-- Description of the task --
Reproduce all of the data below without alteration; exclude every picture.

-- Information provided --
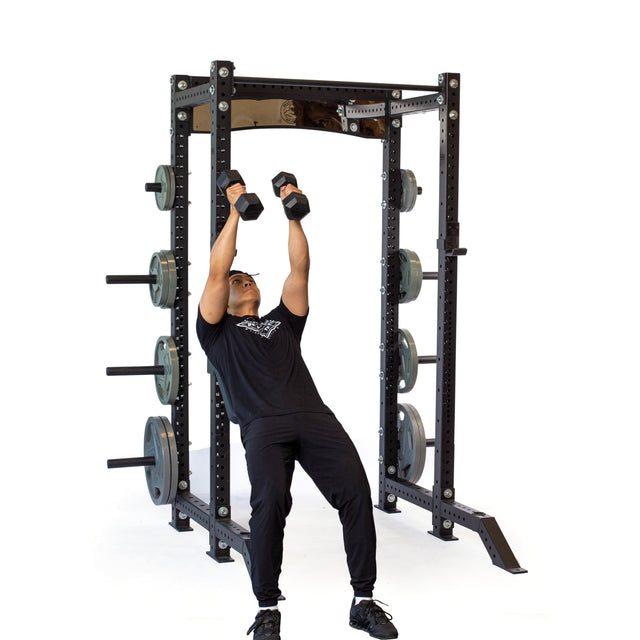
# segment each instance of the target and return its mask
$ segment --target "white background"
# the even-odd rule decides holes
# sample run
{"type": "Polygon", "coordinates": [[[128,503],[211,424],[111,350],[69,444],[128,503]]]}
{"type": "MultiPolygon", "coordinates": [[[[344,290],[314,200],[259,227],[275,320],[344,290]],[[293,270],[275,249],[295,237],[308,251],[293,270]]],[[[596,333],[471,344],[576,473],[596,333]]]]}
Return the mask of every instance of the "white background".
{"type": "MultiPolygon", "coordinates": [[[[627,2],[332,4],[27,2],[3,16],[2,576],[16,637],[240,638],[256,605],[244,564],[178,534],[143,472],[148,378],[169,311],[144,273],[169,214],[143,189],[170,162],[169,78],[208,75],[435,84],[460,72],[461,245],[457,499],[495,515],[526,575],[493,567],[478,536],[428,535],[430,514],[376,510],[379,581],[403,638],[628,637],[638,571],[638,56],[627,2]],[[633,586],[627,582],[631,579],[633,586]]],[[[435,114],[405,118],[403,167],[424,188],[401,245],[435,270],[435,114]]],[[[192,136],[192,321],[206,277],[207,136],[192,136]]],[[[270,179],[308,194],[313,275],[303,349],[377,491],[382,150],[317,132],[239,132],[232,161],[266,210],[242,225],[238,264],[263,311],[286,276],[270,179]]],[[[401,326],[435,349],[425,282],[401,326]]],[[[192,331],[193,485],[206,493],[208,377],[192,331]],[[203,458],[203,456],[205,456],[203,458]],[[198,466],[199,465],[199,466],[198,466]]],[[[433,433],[434,374],[407,401],[433,433]]],[[[404,399],[404,398],[403,398],[404,399]]],[[[234,433],[233,515],[248,521],[234,433]]],[[[430,486],[431,463],[421,484],[430,486]]],[[[375,496],[374,496],[375,497],[375,496]]],[[[283,638],[351,638],[334,512],[297,474],[286,538],[283,638]]],[[[364,637],[364,636],[362,636],[364,637]]]]}

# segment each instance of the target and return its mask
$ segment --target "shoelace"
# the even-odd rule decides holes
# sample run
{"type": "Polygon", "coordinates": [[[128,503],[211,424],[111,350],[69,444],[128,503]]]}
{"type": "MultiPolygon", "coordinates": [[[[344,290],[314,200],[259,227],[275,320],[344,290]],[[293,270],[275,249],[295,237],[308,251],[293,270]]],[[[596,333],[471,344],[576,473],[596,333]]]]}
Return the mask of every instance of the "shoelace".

-- Exercise output --
# segment each instance of the target and return its mask
$ segment --target "white background"
# the even-odd rule decides holes
# sample run
{"type": "Polygon", "coordinates": [[[128,503],[211,424],[111,350],[69,444],[128,503]]]}
{"type": "MultiPolygon", "coordinates": [[[[344,290],[314,200],[259,227],[275,320],[344,290]],[[293,270],[275,249],[295,237],[308,251],[293,270]]],[[[596,333],[471,344],[576,473],[596,333]]]]}
Return the mask of every instance of the "white background".
{"type": "MultiPolygon", "coordinates": [[[[627,2],[332,4],[27,2],[3,16],[2,576],[16,637],[240,638],[256,605],[244,564],[178,534],[143,472],[148,378],[169,311],[144,273],[169,214],[143,189],[170,162],[169,78],[208,75],[435,84],[460,72],[461,245],[457,499],[495,515],[526,575],[493,567],[478,536],[428,535],[430,514],[376,510],[379,581],[403,638],[628,637],[638,571],[638,56],[627,2]],[[633,586],[627,582],[631,579],[633,586]]],[[[435,114],[405,118],[403,167],[424,188],[401,245],[435,270],[435,114]]],[[[192,136],[192,321],[206,277],[207,136],[192,136]]],[[[270,179],[308,194],[313,275],[303,349],[377,491],[382,150],[317,132],[239,132],[232,161],[266,210],[242,225],[238,264],[263,311],[286,276],[270,179]]],[[[401,326],[435,349],[425,282],[401,326]]],[[[192,331],[193,485],[206,493],[208,377],[192,331]],[[203,458],[203,456],[205,456],[203,458]],[[198,466],[199,465],[199,466],[198,466]]],[[[433,433],[434,374],[407,401],[433,433]]],[[[404,399],[404,398],[403,398],[404,399]]],[[[234,433],[233,515],[248,521],[234,433]]],[[[430,486],[431,463],[421,484],[430,486]]],[[[375,496],[374,496],[375,497],[375,496]]],[[[283,638],[351,638],[334,512],[297,474],[286,538],[283,638]]],[[[364,637],[364,636],[362,636],[364,637]]]]}

# segment each instance of the target and return its mask
$ segment --target "shoelace"
# the even-odd rule decides holes
# sample run
{"type": "Polygon", "coordinates": [[[128,503],[211,424],[111,350],[69,444],[128,503]]]}
{"type": "MultiPolygon", "coordinates": [[[[344,290],[314,200],[259,227],[275,320],[344,290]],[[293,270],[275,249],[295,237],[308,251],[293,270]]],[[[596,333],[471,344],[576,473],[596,333]]]]}
Return the mask of every instance of the "shoelace".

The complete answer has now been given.